= Do this =
Reproduce all of the records below word for word, leaving out the pictures.
↓↓↓
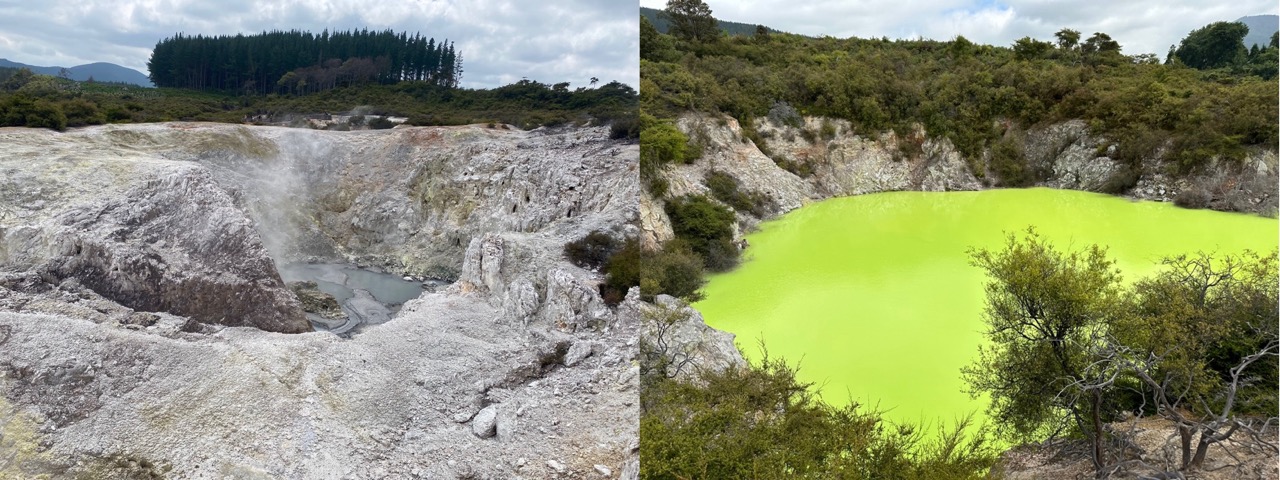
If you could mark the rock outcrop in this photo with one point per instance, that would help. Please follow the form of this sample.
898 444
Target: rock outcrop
147 236
101 224
844 163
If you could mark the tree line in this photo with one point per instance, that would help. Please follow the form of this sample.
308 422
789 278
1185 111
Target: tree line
301 62
1210 99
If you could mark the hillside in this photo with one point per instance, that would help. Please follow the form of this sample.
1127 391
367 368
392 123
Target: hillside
99 71
1261 28
730 27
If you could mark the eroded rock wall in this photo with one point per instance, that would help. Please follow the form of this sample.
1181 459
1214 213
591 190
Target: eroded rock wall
517 370
844 163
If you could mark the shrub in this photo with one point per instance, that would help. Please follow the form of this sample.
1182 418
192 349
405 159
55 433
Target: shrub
44 114
762 423
625 127
707 227
673 270
1009 164
663 144
592 251
726 188
380 123
1194 197
782 114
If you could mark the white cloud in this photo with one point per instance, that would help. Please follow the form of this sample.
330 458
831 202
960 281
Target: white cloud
567 40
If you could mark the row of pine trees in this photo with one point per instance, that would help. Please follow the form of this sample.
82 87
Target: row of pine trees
300 62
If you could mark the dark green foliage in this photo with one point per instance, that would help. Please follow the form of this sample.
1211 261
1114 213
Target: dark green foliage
1031 49
732 28
708 227
625 127
380 123
1043 310
301 62
1220 44
762 423
726 188
661 142
1072 346
19 110
691 21
592 251
673 270
972 94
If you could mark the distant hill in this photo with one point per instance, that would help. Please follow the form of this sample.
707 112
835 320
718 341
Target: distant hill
731 27
101 72
1261 27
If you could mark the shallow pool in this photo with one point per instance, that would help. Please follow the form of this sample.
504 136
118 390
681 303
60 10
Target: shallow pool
876 300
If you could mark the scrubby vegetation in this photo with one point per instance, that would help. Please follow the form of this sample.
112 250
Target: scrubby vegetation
1073 348
708 229
673 270
31 100
1191 112
592 251
1208 99
727 190
762 423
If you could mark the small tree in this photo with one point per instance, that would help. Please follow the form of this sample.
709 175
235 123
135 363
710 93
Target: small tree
1068 39
1202 339
1216 45
1046 314
691 19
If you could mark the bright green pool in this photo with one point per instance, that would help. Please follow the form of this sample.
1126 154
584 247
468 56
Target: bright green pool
877 301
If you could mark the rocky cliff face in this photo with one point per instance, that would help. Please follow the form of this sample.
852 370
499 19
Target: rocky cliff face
127 251
844 163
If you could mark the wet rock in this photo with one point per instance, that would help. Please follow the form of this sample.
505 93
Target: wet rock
485 423
571 305
365 309
314 301
579 352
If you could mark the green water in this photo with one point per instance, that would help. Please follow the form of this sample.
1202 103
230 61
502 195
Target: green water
876 298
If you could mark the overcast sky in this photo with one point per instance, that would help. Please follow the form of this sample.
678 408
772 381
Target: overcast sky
501 41
1141 27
↑↑↑
= Answer for this exercise =
If you could mark the rock outcrop in this photo with one point per instance, that would help. Please follow the form of this sample.
898 444
Target: rock outcrop
147 236
101 224
844 163
If you could mark the tree line in this photo with one point per instance, that would help. Please follow the form of this sample.
308 422
789 278
1185 111
Target: tree line
301 62
1210 99
If you could mark the hillside in this photo with one point per instance, that would help. Please follow the form of this sample.
1127 391
367 368
392 123
Target: hillside
99 71
1261 28
730 27
If you could mark the eroded rock wall in this photo with one point per instance, that would help. Please follow the form of this sample.
1181 459
1214 213
591 190
Target: eroded rock wall
517 370
844 163
If you could mark the shrub in this photo with one point per instance, that would help. Please follow the form of this sample.
1182 418
192 349
405 159
55 433
Target: shrub
44 114
762 423
625 127
707 227
673 270
1009 164
663 144
592 251
726 188
380 123
1194 197
782 114
If you could mark the white cloud in this photo with one point per instance, that would help. Please follow the form of this sample.
330 458
831 202
960 281
Target: white cloud
567 40
If you could mark the row of pine trees in this photo with one point per instance, that would help. Please follow the form of this sample.
82 87
Target: row of pine trees
300 62
If you could mark the dark green foliage in this photo with one point per instance, that would help. Please follow the form of this sample.
1211 261
1114 213
Target: dark green foliage
1031 49
732 28
708 227
625 127
380 123
1043 310
301 62
1220 44
762 423
726 188
661 142
1072 346
19 110
691 21
592 251
673 270
972 94
If you could mark the distant hill in this photo with one point per instance, that would help. Please follow the form of this sample.
707 112
835 320
718 341
Target: distant hill
731 27
101 72
1261 27
If you could mark the shallow pool in this photo with one point per instance, that would help. Please follow the form of this sample.
504 136
118 390
681 303
60 10
Target: shallow pool
876 300
If you could mark the scrubby vegetation in this photo with one point per instance, that would help. Please follow the form of this sample.
112 250
Target: scrubby vegetation
1073 348
708 229
673 270
31 100
1191 112
592 251
1208 99
727 190
762 423
If you could mark the small tree in this photo with one point per instance, that would help. Please follow the form of this sample.
709 175
235 123
135 363
710 93
Target: small tree
1068 39
1202 339
1216 45
1046 314
691 19
If you could mark the bright green pool in this photo with one point per instance, that would help. Please follow the form of this sample.
1126 154
584 247
468 56
Target: bright green pool
877 301
If you could mark the rocky cliff face in this photo with one point per instance, that would help. Please follow the form of this sample.
852 370
499 19
Target: rocky cliff face
127 251
844 163
If you could mark the wet rock in this photo with one point per instance, that would help. Please follow the form of this sample.
505 93
Target: wet rock
485 423
571 305
365 309
314 301
579 352
If you could mark the green water in this photo with one point per instance, that would help. Please follow the form of this sample.
1202 103
230 61
502 195
Target: green water
876 298
If you could mark the overcast sky in this photo with one point per instance, that would help. Please follow the form of this sample.
678 408
772 381
Target: overcast sky
501 41
1141 27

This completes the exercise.